### WRITTEN EXERCISE
Scale down everything from the line containing "banner in this photo." through the line containing "(1033, 632)", both ends included, and write those lines out again with their wording unchanged. Multiply each answer coordinate by 0.7 and round it to a whole number, with halves rounded up.
=== EXERCISE MATERIAL ===
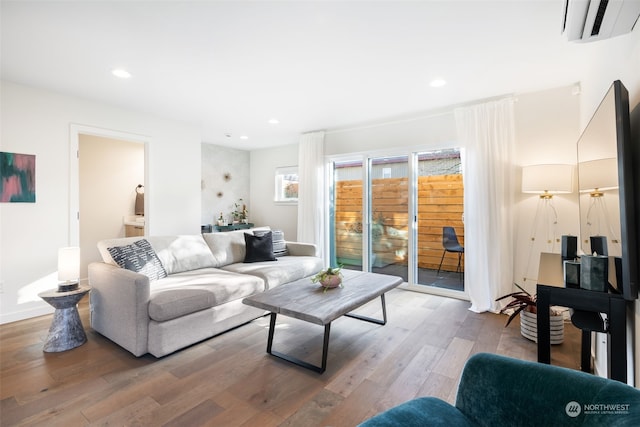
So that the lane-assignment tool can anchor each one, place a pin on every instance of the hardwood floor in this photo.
(230, 380)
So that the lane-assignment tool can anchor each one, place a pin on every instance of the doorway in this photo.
(107, 168)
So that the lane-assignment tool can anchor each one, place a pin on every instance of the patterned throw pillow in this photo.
(259, 248)
(139, 257)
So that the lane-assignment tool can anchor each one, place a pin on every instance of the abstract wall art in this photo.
(17, 178)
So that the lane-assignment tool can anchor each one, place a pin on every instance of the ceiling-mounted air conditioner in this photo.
(591, 20)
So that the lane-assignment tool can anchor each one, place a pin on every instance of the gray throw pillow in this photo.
(139, 257)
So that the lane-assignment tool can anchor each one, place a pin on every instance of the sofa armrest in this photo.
(498, 390)
(119, 305)
(301, 249)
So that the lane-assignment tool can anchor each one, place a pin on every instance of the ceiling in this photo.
(230, 67)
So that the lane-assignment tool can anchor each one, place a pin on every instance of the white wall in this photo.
(264, 211)
(38, 122)
(216, 162)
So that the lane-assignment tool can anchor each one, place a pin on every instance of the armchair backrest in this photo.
(497, 390)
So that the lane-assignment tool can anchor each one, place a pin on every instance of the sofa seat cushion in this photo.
(285, 270)
(190, 291)
(423, 411)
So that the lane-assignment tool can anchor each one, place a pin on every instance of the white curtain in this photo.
(311, 189)
(486, 131)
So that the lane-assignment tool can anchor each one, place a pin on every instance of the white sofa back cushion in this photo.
(229, 247)
(176, 253)
(182, 253)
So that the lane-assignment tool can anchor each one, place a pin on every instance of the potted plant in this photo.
(524, 303)
(329, 278)
(240, 214)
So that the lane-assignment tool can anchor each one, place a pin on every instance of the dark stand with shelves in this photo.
(613, 305)
(232, 227)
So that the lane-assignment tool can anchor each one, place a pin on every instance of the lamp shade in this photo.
(552, 179)
(68, 264)
(600, 174)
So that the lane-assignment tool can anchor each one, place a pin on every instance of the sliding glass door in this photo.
(389, 213)
(388, 225)
(440, 225)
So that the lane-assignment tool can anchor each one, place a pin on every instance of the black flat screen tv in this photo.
(608, 189)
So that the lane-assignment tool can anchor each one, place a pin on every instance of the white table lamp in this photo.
(68, 268)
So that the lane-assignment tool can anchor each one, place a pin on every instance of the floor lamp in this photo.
(595, 178)
(545, 180)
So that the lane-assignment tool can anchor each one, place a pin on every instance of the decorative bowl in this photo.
(331, 282)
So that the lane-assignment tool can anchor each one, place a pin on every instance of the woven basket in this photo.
(529, 327)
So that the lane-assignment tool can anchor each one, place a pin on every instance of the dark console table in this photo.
(613, 305)
(233, 227)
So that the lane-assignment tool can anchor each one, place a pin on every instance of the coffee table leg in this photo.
(295, 360)
(370, 319)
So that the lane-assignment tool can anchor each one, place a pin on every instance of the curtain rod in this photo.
(444, 111)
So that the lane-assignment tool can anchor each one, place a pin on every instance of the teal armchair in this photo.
(497, 390)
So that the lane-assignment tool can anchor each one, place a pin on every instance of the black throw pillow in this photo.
(259, 248)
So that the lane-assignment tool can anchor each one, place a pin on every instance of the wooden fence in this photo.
(440, 203)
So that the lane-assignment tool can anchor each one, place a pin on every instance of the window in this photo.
(286, 184)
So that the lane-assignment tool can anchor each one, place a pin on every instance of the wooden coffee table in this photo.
(310, 302)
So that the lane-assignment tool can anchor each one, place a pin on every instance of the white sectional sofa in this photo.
(179, 290)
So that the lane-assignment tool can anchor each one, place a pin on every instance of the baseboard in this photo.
(25, 314)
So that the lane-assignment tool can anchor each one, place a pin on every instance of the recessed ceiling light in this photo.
(123, 74)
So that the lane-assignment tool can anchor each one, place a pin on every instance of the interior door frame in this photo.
(75, 130)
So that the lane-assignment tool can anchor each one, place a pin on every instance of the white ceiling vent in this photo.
(591, 20)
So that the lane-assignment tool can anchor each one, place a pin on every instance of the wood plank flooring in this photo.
(230, 380)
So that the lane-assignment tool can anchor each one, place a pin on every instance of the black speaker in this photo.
(569, 248)
(599, 245)
(572, 274)
(594, 273)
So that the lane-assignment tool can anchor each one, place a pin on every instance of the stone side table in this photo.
(66, 331)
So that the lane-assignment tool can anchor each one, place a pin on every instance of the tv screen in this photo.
(606, 182)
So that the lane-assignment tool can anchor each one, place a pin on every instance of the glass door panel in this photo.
(440, 205)
(388, 217)
(346, 215)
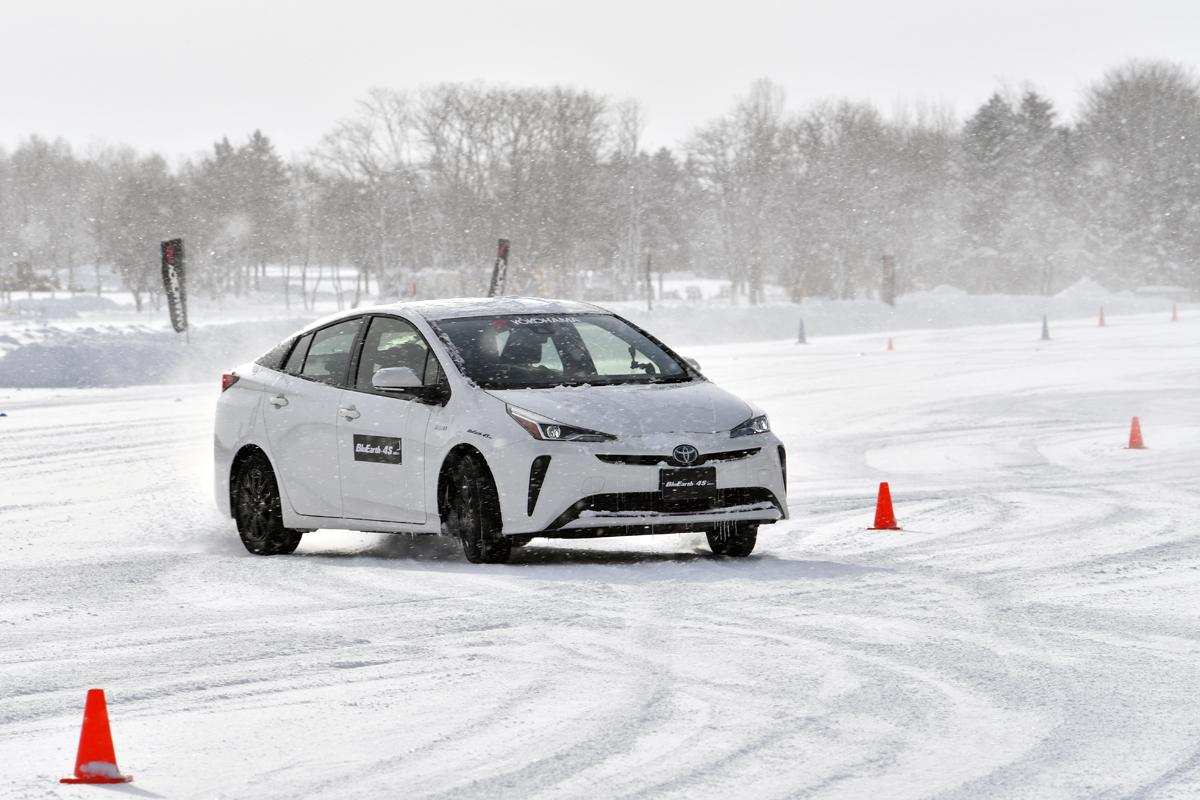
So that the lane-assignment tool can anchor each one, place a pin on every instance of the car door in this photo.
(301, 414)
(381, 433)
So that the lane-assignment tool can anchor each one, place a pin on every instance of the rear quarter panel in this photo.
(239, 421)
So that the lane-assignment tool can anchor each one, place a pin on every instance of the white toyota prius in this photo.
(493, 421)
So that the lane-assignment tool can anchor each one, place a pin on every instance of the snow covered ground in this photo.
(1032, 632)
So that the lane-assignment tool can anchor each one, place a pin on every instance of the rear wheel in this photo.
(258, 510)
(473, 513)
(733, 539)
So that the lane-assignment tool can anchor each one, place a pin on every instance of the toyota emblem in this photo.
(685, 455)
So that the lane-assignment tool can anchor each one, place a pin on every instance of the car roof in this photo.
(460, 307)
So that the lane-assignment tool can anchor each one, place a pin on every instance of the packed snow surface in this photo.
(1032, 632)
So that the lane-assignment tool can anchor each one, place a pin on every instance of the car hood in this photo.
(625, 410)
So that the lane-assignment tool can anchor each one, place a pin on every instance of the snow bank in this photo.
(936, 308)
(113, 358)
(115, 355)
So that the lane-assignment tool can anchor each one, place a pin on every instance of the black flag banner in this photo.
(499, 270)
(173, 282)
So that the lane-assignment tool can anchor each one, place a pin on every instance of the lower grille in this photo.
(653, 501)
(653, 461)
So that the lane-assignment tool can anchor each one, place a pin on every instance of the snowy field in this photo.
(1033, 632)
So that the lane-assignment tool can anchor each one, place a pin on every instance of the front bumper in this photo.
(580, 494)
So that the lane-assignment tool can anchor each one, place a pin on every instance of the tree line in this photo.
(411, 194)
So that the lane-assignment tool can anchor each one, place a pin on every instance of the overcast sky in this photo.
(177, 74)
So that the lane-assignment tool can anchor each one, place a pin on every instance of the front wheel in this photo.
(733, 539)
(473, 513)
(258, 510)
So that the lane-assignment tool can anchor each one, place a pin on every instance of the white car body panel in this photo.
(383, 491)
(312, 447)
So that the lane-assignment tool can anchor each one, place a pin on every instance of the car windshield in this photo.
(540, 352)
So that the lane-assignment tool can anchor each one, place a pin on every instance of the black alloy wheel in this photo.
(473, 513)
(258, 510)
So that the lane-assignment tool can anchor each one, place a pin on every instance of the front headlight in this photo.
(750, 427)
(541, 427)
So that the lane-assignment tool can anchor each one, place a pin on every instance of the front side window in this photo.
(532, 352)
(393, 342)
(329, 355)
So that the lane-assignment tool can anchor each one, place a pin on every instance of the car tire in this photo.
(258, 510)
(473, 512)
(736, 540)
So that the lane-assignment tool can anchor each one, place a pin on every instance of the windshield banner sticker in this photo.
(381, 450)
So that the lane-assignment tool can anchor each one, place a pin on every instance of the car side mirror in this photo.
(396, 379)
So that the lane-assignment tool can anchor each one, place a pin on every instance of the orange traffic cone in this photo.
(96, 762)
(1135, 441)
(885, 518)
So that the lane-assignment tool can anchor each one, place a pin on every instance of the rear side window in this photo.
(329, 355)
(393, 342)
(295, 360)
(275, 358)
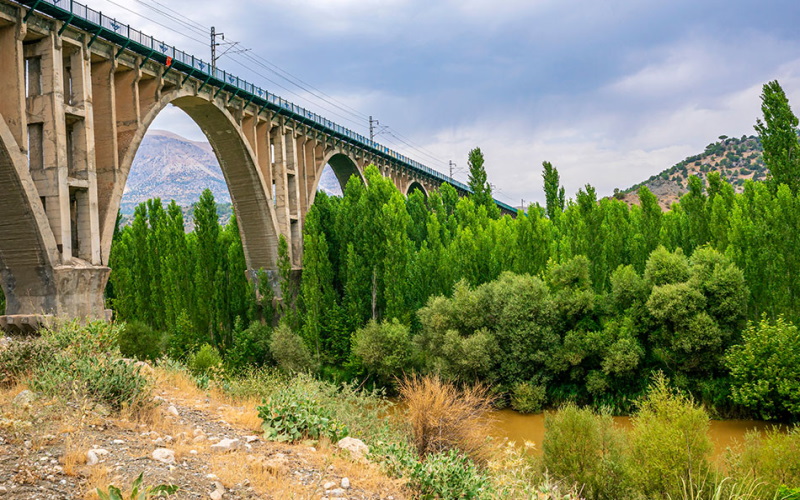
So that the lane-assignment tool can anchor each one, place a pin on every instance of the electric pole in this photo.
(372, 124)
(214, 46)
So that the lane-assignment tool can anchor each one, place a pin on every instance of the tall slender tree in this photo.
(553, 191)
(778, 134)
(479, 184)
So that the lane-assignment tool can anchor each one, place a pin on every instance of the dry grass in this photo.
(243, 414)
(266, 475)
(443, 416)
(99, 477)
(74, 455)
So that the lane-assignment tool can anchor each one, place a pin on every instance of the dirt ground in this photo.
(52, 449)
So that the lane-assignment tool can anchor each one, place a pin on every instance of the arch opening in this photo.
(416, 186)
(240, 176)
(334, 173)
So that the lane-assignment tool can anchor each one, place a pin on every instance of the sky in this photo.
(610, 92)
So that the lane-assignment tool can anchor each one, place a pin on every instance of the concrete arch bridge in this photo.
(78, 91)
===
### CORRECT OUTPUT
So that the lane-assignment tool can anchor each one, place a pin on every instance of the black flag banner in this photo.
(349, 189)
(121, 197)
So that the lane-assignment tool can anchor each one, place a pin on every instance of the lower grille in this photo.
(457, 351)
(457, 323)
So that the lane-assignment tool can anchor each one, place a pin on every instance of the snowy field in this photo.
(723, 442)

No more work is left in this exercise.